Exercise details. Wherever a line in the records contains the word "dense", return that line.

Records provided.
........
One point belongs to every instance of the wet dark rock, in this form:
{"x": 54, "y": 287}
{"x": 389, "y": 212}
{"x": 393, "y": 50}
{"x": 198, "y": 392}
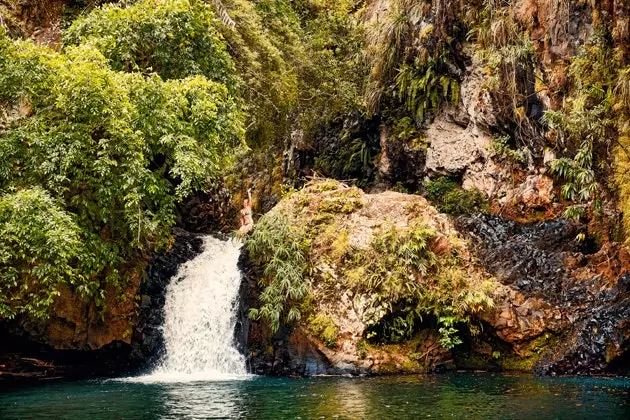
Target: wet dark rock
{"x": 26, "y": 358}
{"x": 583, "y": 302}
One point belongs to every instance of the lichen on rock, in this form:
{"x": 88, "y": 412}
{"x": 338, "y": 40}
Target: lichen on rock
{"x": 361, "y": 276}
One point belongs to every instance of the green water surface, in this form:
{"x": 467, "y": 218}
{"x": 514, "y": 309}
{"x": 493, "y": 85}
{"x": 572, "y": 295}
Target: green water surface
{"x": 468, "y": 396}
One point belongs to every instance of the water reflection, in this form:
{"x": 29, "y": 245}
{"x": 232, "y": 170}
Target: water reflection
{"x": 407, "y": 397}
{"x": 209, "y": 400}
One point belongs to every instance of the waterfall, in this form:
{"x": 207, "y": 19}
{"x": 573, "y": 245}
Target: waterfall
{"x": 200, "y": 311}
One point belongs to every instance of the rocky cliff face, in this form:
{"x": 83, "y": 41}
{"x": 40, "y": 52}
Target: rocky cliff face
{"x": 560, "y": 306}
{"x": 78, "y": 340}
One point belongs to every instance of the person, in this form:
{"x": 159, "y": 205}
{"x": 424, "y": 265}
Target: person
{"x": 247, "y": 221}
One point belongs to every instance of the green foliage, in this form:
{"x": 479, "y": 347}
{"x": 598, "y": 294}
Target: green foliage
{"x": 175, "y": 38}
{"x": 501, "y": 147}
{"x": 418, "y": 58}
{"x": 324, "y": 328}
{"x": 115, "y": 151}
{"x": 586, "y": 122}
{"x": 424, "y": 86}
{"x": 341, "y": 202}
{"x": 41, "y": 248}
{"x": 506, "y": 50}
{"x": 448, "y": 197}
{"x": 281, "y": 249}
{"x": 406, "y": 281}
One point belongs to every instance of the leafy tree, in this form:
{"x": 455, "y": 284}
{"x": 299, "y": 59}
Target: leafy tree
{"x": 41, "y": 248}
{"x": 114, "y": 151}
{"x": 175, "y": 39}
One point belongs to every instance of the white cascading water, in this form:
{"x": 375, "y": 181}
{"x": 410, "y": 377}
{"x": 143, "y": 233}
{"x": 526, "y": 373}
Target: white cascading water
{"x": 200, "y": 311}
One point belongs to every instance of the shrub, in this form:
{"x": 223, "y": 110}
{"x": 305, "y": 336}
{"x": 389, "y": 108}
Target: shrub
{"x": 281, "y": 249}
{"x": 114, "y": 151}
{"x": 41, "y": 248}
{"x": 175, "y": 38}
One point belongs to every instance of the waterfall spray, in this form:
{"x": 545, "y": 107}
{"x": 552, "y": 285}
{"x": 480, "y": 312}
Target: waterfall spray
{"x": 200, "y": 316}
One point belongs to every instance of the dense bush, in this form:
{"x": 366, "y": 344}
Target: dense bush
........
Task answer.
One point belongs to every instance of the dense bush, in this form:
Target: dense bush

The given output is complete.